● **The problem**: Which lines of the material contain the word "face"? Collect every one of them and copy each line out in full.

● **Dataset content**:
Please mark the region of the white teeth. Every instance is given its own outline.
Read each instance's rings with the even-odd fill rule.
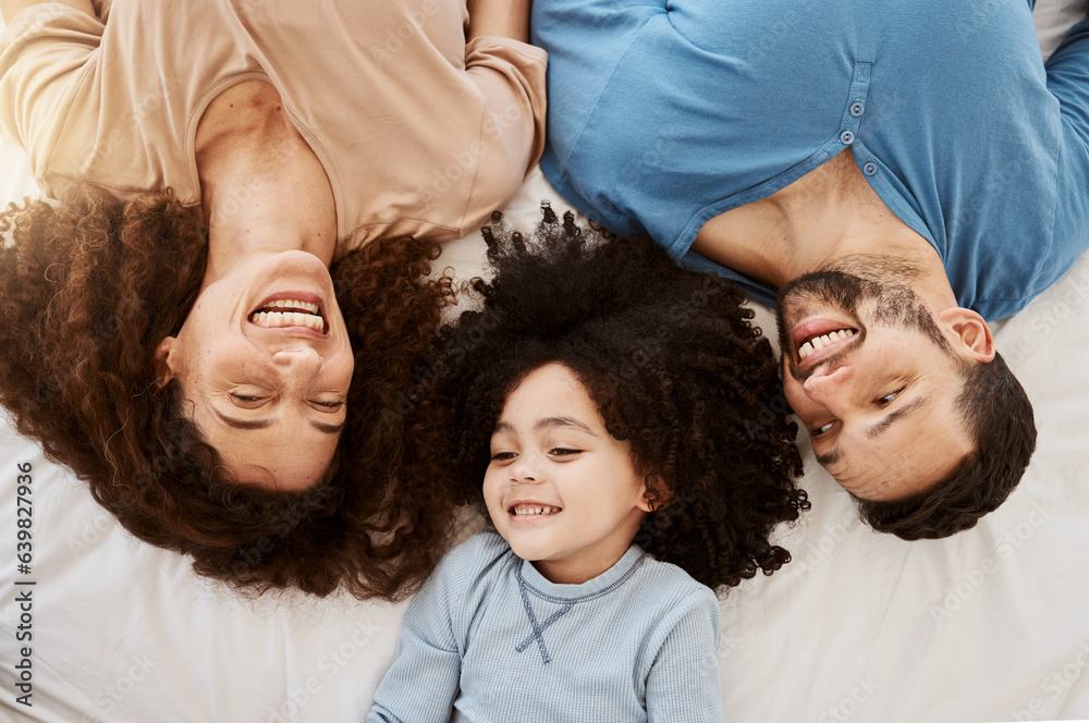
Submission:
[[[813,339],[807,341],[798,348],[798,357],[804,359],[817,350],[824,348],[833,342],[837,342],[842,339],[848,339],[855,335],[854,329],[840,329],[837,331],[832,331],[821,336],[815,336]]]
[[[281,329],[284,327],[306,327],[314,331],[325,331],[321,317],[299,311],[255,311],[249,320],[258,327]]]
[[[521,515],[551,515],[560,512],[560,507],[538,507],[528,504],[516,505],[513,510],[515,516]]]
[[[266,309],[292,309],[291,311],[268,311]],[[249,320],[259,327],[280,329],[284,327],[306,327],[314,331],[323,332],[325,320],[321,318],[320,308],[313,302],[303,302],[297,298],[279,298],[269,302],[260,309],[249,315]]]
[[[303,309],[309,311],[310,314],[318,313],[318,305],[311,304],[310,302],[299,302],[294,298],[280,298],[274,302],[269,302],[265,305],[265,308],[292,308],[292,309]]]

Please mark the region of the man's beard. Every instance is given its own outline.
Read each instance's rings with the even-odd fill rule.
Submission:
[[[775,321],[779,344],[784,356],[793,359],[792,335],[797,319],[808,315],[812,305],[831,306],[849,315],[865,330],[866,321],[922,332],[939,348],[953,353],[933,316],[905,281],[918,278],[917,266],[884,256],[848,256],[820,271],[792,279],[779,291]],[[787,313],[791,319],[787,319]]]

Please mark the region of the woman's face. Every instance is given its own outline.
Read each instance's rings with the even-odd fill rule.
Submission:
[[[355,366],[325,264],[258,256],[200,291],[156,352],[186,415],[240,481],[302,490],[328,469]]]

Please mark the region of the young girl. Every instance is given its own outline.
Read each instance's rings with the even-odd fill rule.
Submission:
[[[458,501],[495,531],[409,605],[368,721],[721,721],[710,588],[771,574],[808,508],[741,294],[649,243],[486,232],[485,307],[443,330]],[[484,485],[480,485],[480,480]]]

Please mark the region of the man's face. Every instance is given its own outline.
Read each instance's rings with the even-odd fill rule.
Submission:
[[[786,400],[818,462],[865,500],[925,491],[974,449],[952,336],[903,283],[911,272],[855,261],[780,292]]]

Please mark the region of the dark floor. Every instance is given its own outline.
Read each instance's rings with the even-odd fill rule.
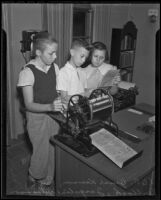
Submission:
[[[7,147],[6,195],[54,196],[52,188],[28,188],[27,174],[32,148],[26,136],[12,140]]]

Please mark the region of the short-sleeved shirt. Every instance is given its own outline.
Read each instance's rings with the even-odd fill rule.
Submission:
[[[34,85],[34,81],[35,81],[34,74],[30,68],[26,67],[28,64],[33,64],[38,70],[43,71],[44,73],[47,73],[51,67],[51,66],[47,66],[46,71],[44,71],[42,68],[36,65],[33,60],[31,60],[29,63],[27,63],[24,66],[23,70],[20,72],[17,86],[22,87],[22,86],[27,86],[27,85],[31,85],[31,86]],[[57,80],[57,77],[59,74],[59,67],[55,63],[54,63],[54,67],[55,67],[56,80]]]
[[[72,66],[69,62],[60,69],[57,89],[66,91],[68,95],[81,94],[84,92],[83,76],[79,68]]]
[[[55,65],[52,64],[47,66],[44,71],[34,61],[31,61],[20,72],[17,86],[33,86],[33,100],[35,103],[52,103],[57,97],[55,68]]]

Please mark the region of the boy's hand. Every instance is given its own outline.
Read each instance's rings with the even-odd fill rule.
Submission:
[[[53,101],[53,103],[50,104],[50,107],[51,107],[51,111],[60,111],[60,112],[62,112],[63,105],[62,105],[61,99],[60,98],[55,99]]]

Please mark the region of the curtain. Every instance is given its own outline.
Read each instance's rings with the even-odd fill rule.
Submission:
[[[94,10],[93,42],[100,41],[110,46],[110,4],[92,4]]]
[[[56,63],[61,68],[67,61],[72,40],[73,5],[43,4],[42,26],[58,41]]]
[[[10,138],[16,138],[16,131],[15,131],[15,106],[14,100],[12,97],[14,96],[14,91],[12,89],[12,85],[14,84],[13,80],[13,55],[12,55],[12,24],[11,24],[11,17],[12,17],[12,10],[10,4],[2,4],[2,24],[3,29],[6,32],[6,39],[7,39],[7,66],[5,66],[6,74],[7,74],[7,102],[6,102],[6,131],[7,131],[7,144],[9,144]]]

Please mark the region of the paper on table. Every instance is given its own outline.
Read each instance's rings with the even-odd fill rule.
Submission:
[[[118,83],[118,87],[128,90],[131,87],[135,87],[135,83],[130,83],[130,82],[127,82],[127,81],[120,81]]]
[[[134,149],[104,128],[91,134],[90,137],[92,144],[120,168],[124,162],[137,154]]]

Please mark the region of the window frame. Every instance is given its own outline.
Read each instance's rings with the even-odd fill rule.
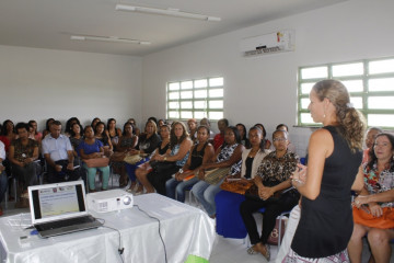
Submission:
[[[211,79],[222,79],[222,85],[210,85],[210,80]],[[201,80],[207,80],[207,87],[202,87],[202,88],[196,88],[196,82],[197,81],[201,81]],[[184,82],[192,82],[192,88],[182,88],[182,83]],[[170,90],[170,85],[174,84],[174,83],[178,83],[179,88],[177,90]],[[206,91],[207,95],[205,98],[196,98],[195,96],[195,92],[196,91]],[[210,91],[215,91],[215,90],[222,90],[223,94],[221,96],[210,96]],[[182,98],[182,93],[181,92],[192,92],[192,98],[187,98],[187,99],[183,99]],[[171,92],[178,92],[178,99],[170,99],[170,93]],[[223,103],[222,107],[210,107],[210,102],[211,101],[221,101]],[[171,108],[170,107],[170,103],[172,102],[177,102],[178,103],[178,107],[177,108]],[[192,102],[192,107],[182,107],[182,102]],[[195,107],[195,102],[205,102],[206,106],[202,108],[199,107]],[[182,112],[190,112],[192,113],[192,117],[190,118],[201,118],[200,116],[196,116],[196,113],[204,113],[204,117],[209,118],[210,121],[218,121],[220,118],[212,118],[210,117],[210,113],[222,113],[222,116],[224,116],[224,78],[223,77],[207,77],[207,78],[198,78],[198,79],[189,79],[189,80],[182,80],[182,81],[169,81],[166,83],[166,111],[165,111],[165,115],[166,118],[173,119],[173,121],[187,121],[189,119],[189,117],[183,117],[182,116]],[[171,117],[170,116],[170,112],[177,112],[178,114],[178,118],[176,117]]]
[[[394,89],[393,91],[369,91],[369,80],[372,79],[385,79],[385,78],[394,78],[394,70],[393,72],[384,72],[384,73],[369,73],[369,64],[373,61],[382,61],[382,60],[392,60],[394,57],[384,57],[384,58],[373,58],[373,59],[358,59],[358,60],[351,60],[351,61],[344,61],[344,62],[329,62],[329,64],[322,64],[322,65],[314,65],[314,66],[303,66],[299,67],[298,69],[298,102],[297,102],[297,124],[300,127],[322,127],[321,124],[310,124],[310,123],[302,123],[301,122],[301,114],[310,113],[310,111],[306,108],[302,108],[302,99],[309,99],[309,94],[302,93],[302,84],[304,83],[316,83],[317,81],[324,80],[324,79],[336,79],[339,81],[349,81],[349,80],[361,80],[362,81],[362,91],[359,92],[350,92],[350,98],[361,98],[362,100],[362,108],[359,110],[363,116],[367,119],[368,124],[368,115],[369,114],[393,114],[394,115],[394,108],[393,110],[383,110],[383,108],[369,108],[368,107],[368,99],[373,96],[394,96]],[[340,77],[334,77],[333,76],[333,67],[340,66],[340,65],[350,65],[350,64],[357,64],[361,62],[363,67],[363,73],[357,75],[357,76],[340,76]],[[327,68],[327,78],[311,78],[311,79],[302,79],[302,70],[309,69],[309,68],[318,68],[318,67],[326,67]],[[368,125],[370,127],[370,125]],[[394,126],[380,126],[384,129],[393,129]]]

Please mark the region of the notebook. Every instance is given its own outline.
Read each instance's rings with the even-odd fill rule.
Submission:
[[[28,186],[32,224],[43,238],[97,228],[89,215],[83,181]]]

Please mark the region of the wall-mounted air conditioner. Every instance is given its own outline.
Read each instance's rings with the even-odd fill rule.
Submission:
[[[296,45],[294,31],[285,30],[266,35],[254,36],[241,41],[241,52],[245,57],[281,52],[293,52]]]

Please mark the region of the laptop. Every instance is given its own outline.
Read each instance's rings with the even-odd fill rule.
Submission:
[[[83,181],[28,186],[32,224],[42,238],[48,238],[103,224],[86,211]]]

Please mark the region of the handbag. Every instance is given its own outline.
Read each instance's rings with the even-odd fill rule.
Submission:
[[[374,217],[371,213],[357,207],[352,208],[354,221],[356,224],[380,229],[394,228],[394,209],[392,207],[383,207],[383,215]]]
[[[248,181],[224,181],[221,185],[220,188],[228,191],[228,192],[232,192],[235,194],[242,194],[244,195],[245,192],[252,187],[252,185],[254,185],[253,181],[248,180]]]
[[[124,158],[124,162],[127,162],[129,164],[136,164],[140,160],[142,160],[142,157],[140,157],[140,155],[126,156]]]
[[[215,168],[212,170],[206,171],[204,181],[208,184],[216,185],[222,181],[230,172],[230,168]]]
[[[89,168],[99,168],[99,167],[107,167],[109,164],[109,158],[93,158],[93,159],[82,159],[86,167]]]

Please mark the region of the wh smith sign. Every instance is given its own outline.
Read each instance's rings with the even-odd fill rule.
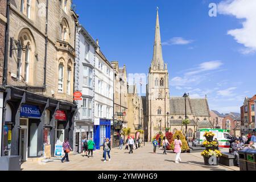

● **Written response**:
Please mark the region of the woman's face. Every instance is given its own outline.
Please mark the region of the man's face. Every instance is given its own outline.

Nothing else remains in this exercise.